Conventional wisdom on the origin and early evolution of life attributes the emergence of all essential features of life to rare, random, accidental events within a large and chaotic field of chemical and genetic possibilities. The theory of a chemo-autotrophic origin of life by transition metal-catalyzed, autocatalytic carbon fixation in a volcanic flow setting gives a different picture. The paucity of possibilities of a synthesis of low-molecular weight organic compounds by carbon fixation cycles provides us with the perspective of a chemically predetermined sequence of events. It begins with an origin of autocatalytic carbon fixation cycles on transition metal minerals giving rise to lipids. It proceeds through the chemically predetermined lipophilization of mineral surfaces to an inevitable formation of mineral-supported, semi-cellular structures.
The membranes of these semi-cellular structures became self-supporting by the chemically predetermined emergence of wedge-shaped phosphoglycerol lipids. At that stage the emergence of the genetic machinery set in to supplement the primary, direct, chemically deterministic track of evolution by a secondary, indirect stochastic track of evolution by genetic chance events. This marks the beginning of Darwinian selection with an indirect adaptation of the emerging polymer sequences to the chemically predetermined possibilities of pathway evolution. It is proposed that the primary, track of direct evolution continued at least until the stage of the emergence of the domains Bacteria and Archaea.
More specifically, it is proposed that the organisms, which are ancestral to the Bacteria and Archaea had a membrane of a racemate of chiral phospho-glycerol lipids. Note that racemic membranes are known to segregate into a patchwork of homochiral membrane domains. In the absence of cell walls the population of ancestral organisms must have undergone frequent fusions and fissions leading to a partitioning into two subpopulations with a predominance of one lipid enantiomer or the other.
These two subpopulations served then as the placeholders for the later emergence of the domains of the Archaea and Bacteria. This simply required the emergence of enantioselective enzymes of lipid biosynthesis by genetic adaptation.

[Information shown]:
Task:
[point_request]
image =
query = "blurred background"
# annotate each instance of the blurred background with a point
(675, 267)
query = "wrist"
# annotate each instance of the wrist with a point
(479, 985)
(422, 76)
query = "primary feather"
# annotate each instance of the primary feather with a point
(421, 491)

[Set of tasks]:
1. In the passage on the origin of life, list everything the text describes as "chemically predetermined".
2. Transcribe the part of the origin-of-life passage starting at "These two subpopulations" and ending at "by genetic adaptation.".

[Responses per task]:
1.
- sequence of events
- lipophilization of mineral surfaces
- emergence of wedge-shaped phosphoglycerol lipids
- possibilities of pathway evolution

2.
These two subpopulations served then as the placeholders for the later emergence of the domains of the Archaea and Bacteria. This simply required the emergence of enantioselective enzymes of lipid biosynthesis by genetic adaptation.